Goal of the exercise: From the material below, select and copy in full every line that contains the string "turbine".

Task data:

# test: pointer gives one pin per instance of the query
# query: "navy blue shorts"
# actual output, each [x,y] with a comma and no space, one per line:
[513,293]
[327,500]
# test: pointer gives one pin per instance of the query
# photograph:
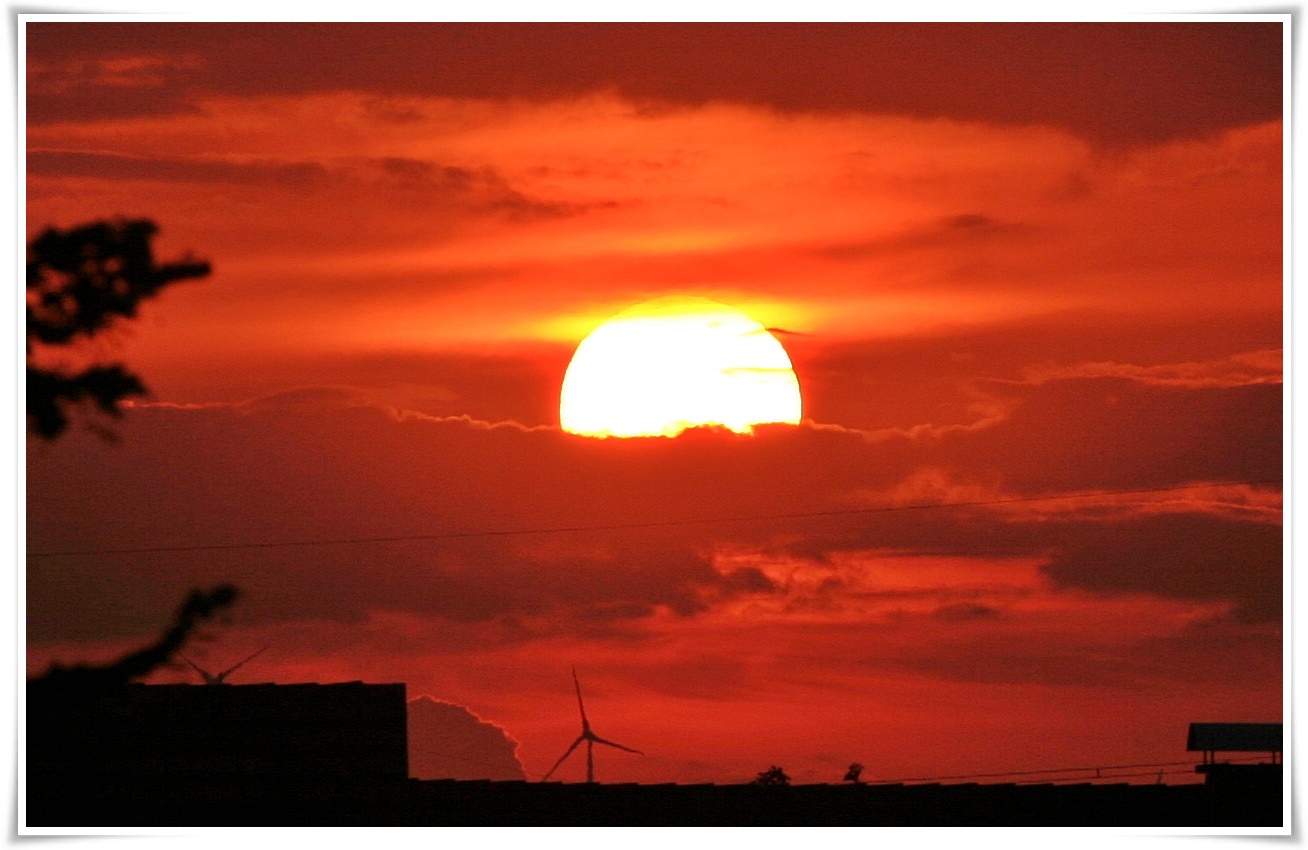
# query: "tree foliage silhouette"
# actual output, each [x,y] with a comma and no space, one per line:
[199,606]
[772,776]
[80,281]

--

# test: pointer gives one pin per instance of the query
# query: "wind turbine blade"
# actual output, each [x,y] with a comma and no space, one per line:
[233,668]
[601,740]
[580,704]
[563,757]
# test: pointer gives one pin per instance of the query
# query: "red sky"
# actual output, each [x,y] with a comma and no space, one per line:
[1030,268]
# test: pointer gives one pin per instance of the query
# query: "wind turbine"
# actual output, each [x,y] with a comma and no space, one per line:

Answer to this exercise:
# query: "wind turbine blade"
# query: "wind turbine"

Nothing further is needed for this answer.